__Fragmento__

---+---

En la Iglesia católica se lucha para que un día desaparezcan los prejuicios y se esclarezca la verdad, pese a las acusaciones de pasividad ante el Holocausto que se atribuyen al Papa Pacelli. Por de pronto, Benedicto XVI ha hecho una alusión indirecta al tema en su discurso en la sinagoga romana: «También la Sede Apostólica llevó a cabo una acción de socorro, a menudo oculta y discreta».
Sin embargo, el pasado no es el eje de este discurso aunque el Papa no haya dejado de reconocer las atrocidades antisemitas de las que fue escenario Europa, y en particular Roma, en la primera mitad del siglo XX. Basta con que surjan idolatrías como las del hombre, la raza y el Estado, citadas por el Papa en su discurso, para que la dignidad humana sea pisoteada, en lo físico o lo moral.
En aquella época se tradujeron en crímenes horrendos. Emotivo ha sido el recuerdo del actual Pontífice a las palabras de Juan Pablo II en el Muro de las Lamentaciones, unas palabras en las que se pide el perdón del Dios de nuestros padres, que eligiera a Abrahán, por el comportamiento de cuantos, a lo largo de la Historia, han hecho sufrir a sus hijos del pueblo judío.
En esta era de los derechos, por utilizar la expresión del jurista Norberto Bobbio, las idolatrías adquieren nuevas formas pero atentan contra la dimensión moral del hombre. Seguramente esto sucede porque la humanidad ha olvidado un marco de referencia, hechizado por las promesas de autoproclamados libertadores, y Benedicto XVI ha tenido que recordar ese marco porque es lo que une a cristianos y judíos.

---+---

__Datos mostrados__
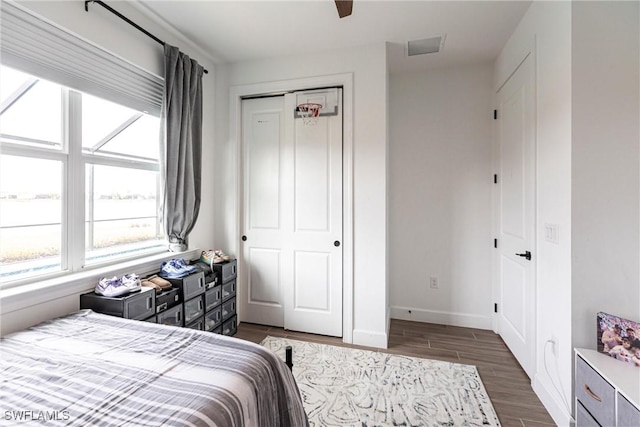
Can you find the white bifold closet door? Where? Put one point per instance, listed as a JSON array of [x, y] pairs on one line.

---+---

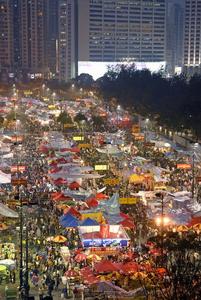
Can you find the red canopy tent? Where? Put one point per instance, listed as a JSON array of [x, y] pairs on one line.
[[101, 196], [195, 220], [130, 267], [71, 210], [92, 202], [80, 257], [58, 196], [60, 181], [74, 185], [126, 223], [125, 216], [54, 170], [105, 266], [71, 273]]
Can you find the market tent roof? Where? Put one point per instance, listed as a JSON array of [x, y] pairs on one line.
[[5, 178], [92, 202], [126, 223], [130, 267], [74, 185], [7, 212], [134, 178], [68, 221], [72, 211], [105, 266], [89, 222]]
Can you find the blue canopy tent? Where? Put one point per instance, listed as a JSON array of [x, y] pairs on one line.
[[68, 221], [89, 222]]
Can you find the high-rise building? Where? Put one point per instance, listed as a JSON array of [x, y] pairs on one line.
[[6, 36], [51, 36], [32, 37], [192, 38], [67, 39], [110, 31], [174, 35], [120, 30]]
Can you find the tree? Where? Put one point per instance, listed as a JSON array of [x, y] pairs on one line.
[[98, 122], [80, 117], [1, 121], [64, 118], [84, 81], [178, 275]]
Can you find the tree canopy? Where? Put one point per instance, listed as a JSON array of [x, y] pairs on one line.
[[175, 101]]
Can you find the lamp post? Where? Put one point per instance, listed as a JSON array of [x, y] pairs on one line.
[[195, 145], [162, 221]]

---+---

__Tareas__
[1] Transcribe completo y sin cambios el fragmento sobre el discurso de Benedicto XVI en la sinagoga romana.
[2] Devuelve todas las líneas de las entradas en las que aparezca la palabra "canopy".
El fragmento y las entradas son materiales independientes entre sí.

__Respuestas__
[1]
En la Iglesia católica se lucha para que un día desaparezcan los prejuicios y se esclarezca la verdad, pese a las acusaciones de pasividad ante el Holocausto que se atribuyen al Papa Pacelli. Por de pronto, Benedicto XVI ha hecho una alusión indirecta al tema en su discurso en la sinagoga romana: «También la Sede Apostólica llevó a cabo una acción de socorro, a menudo oculta y discreta».
Sin embargo, el pasado no es el eje de este discurso aunque el Papa no haya dejado de reconocer las atrocidades antisemitas de las que fue escenario Europa, y en particular Roma, en la primera mitad del siglo XX. Basta con que surjan idolatrías como las del hombre, la raza y el Estado, citadas por el Papa en su discurso, para que la dignidad humana sea pisoteada, en lo físico o lo moral.
En aquella época se tradujeron en crímenes horrendos. Emotivo ha sido el recuerdo del actual Pontífice a las palabras de Juan Pablo II en el Muro de las Lamentaciones, unas palabras en las que se pide el perdón del Dios de nuestros padres, que eligiera a Abrahán, por el comportamiento de cuantos, a lo largo de la Historia, han hecho sufrir a sus hijos del pueblo judío.
En esta era de los derechos, por utilizar la expresión del jurista Norberto Bobbio, las idolatrías adquieren nuevas formas pero atentan contra la dimensión moral del hombre. Seguramente esto sucede porque la humanidad ha olvidado un marco de referencia, hechizado por las promesas de autoproclamados libertadores, y Benedicto XVI ha tenido que recordar ese marco porque es lo que une a cristianos y judíos.

[2]
Can you find the red canopy tent? Where? Put one point per instance, listed as a JSON array of [x, y] pairs on one line.
Can you find the blue canopy tent? Where? Put one point per instance, listed as a JSON array of [x, y] pairs on one line.
Can you find the tree canopy? Where? Put one point per instance, listed as a JSON array of [x, y] pairs on one line.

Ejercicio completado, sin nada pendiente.